- **TASK REQUIREMENTS**: Transcribe verbatim every line from the line containing "[locate] the bowl" to the end of the entries, including both endpoints. Output nothing beyond those lines.
▬▬▬▬▬▬▬▬▬▬
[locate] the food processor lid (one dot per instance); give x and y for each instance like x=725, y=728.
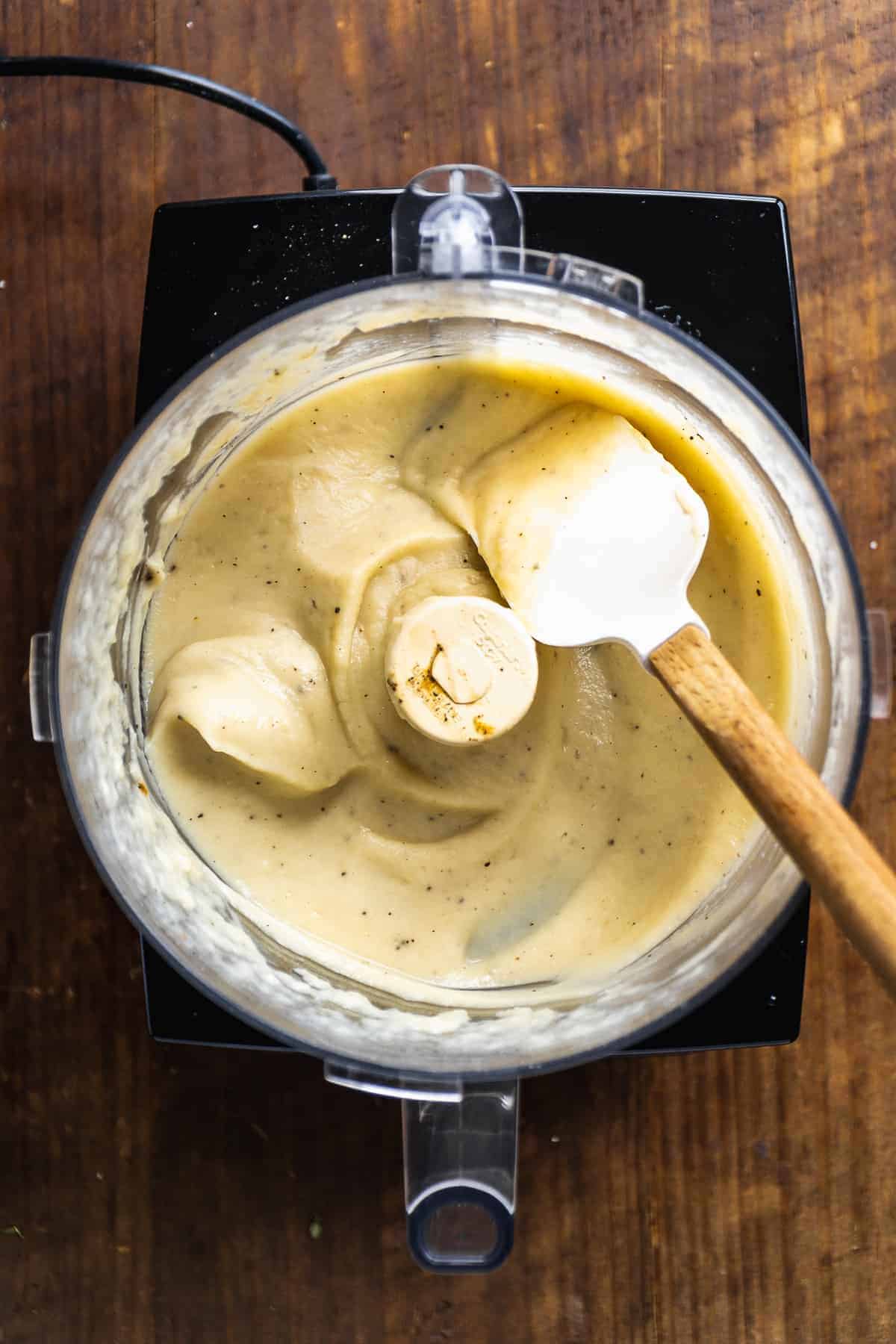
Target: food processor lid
x=462, y=220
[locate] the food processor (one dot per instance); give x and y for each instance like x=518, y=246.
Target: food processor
x=462, y=279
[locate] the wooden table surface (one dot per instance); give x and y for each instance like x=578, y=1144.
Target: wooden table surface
x=164, y=1194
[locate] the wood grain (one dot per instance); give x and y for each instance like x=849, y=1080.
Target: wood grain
x=842, y=867
x=164, y=1194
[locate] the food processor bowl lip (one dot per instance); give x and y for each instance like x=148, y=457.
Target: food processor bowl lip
x=242, y=337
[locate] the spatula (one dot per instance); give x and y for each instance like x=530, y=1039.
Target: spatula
x=618, y=534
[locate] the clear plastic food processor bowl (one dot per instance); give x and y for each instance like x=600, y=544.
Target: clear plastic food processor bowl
x=461, y=282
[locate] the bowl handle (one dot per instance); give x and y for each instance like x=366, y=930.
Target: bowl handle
x=460, y=1164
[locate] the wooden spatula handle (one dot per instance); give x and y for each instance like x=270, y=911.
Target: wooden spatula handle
x=840, y=863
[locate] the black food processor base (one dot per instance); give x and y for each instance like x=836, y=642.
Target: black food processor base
x=716, y=267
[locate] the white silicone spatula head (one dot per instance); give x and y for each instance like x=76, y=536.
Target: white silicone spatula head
x=588, y=531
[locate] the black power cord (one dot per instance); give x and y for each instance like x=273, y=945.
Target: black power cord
x=131, y=72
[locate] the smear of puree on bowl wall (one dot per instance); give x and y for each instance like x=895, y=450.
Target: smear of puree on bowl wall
x=570, y=843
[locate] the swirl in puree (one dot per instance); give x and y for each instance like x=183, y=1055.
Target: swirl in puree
x=337, y=738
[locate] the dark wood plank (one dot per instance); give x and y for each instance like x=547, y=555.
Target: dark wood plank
x=166, y=1194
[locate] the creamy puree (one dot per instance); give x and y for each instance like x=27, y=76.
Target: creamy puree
▬▬▬▬▬▬▬▬▬▬
- **COMPLETE RESPONSE**:
[locate] the bowl handle (one dot per instance); give x and y for each instance like x=366, y=930.
Target: bowl handle
x=460, y=1164
[locate] the wooden spatula handle (one dot per instance); give x and y for each instance like x=270, y=911.
Target: wooden spatula handle
x=840, y=863
[locate] the black food processor base (one dot per instance); give x and y for each instance like x=836, y=642.
Target: black food processor base
x=716, y=267
[locate] the white silicone spatula head (one dot per instance); give x and y for each instance like x=76, y=536.
Target: white silicone spatula head
x=588, y=531
[locate] the black power cord (one dot per instance); give x and y for each instance like x=273, y=945.
Target: black power cord
x=131, y=72
[locate] the smear of puree on bowl wall (one dot per instance); give x and y for each instance like x=895, y=450.
Target: smear of puree on bowl wall
x=570, y=843
[locate] the swirl in puree (one dot per instance); give x and y for each instance like x=183, y=1055.
Target: swirl in puree
x=337, y=738
[locate] the dark wood plank (one dot per instance); give x and y for each instance like x=547, y=555.
Target: dark wood plank
x=166, y=1194
[locate] the creamy puree (one dot per instance); give x and y for each instance like x=27, y=76.
Target: creamy puree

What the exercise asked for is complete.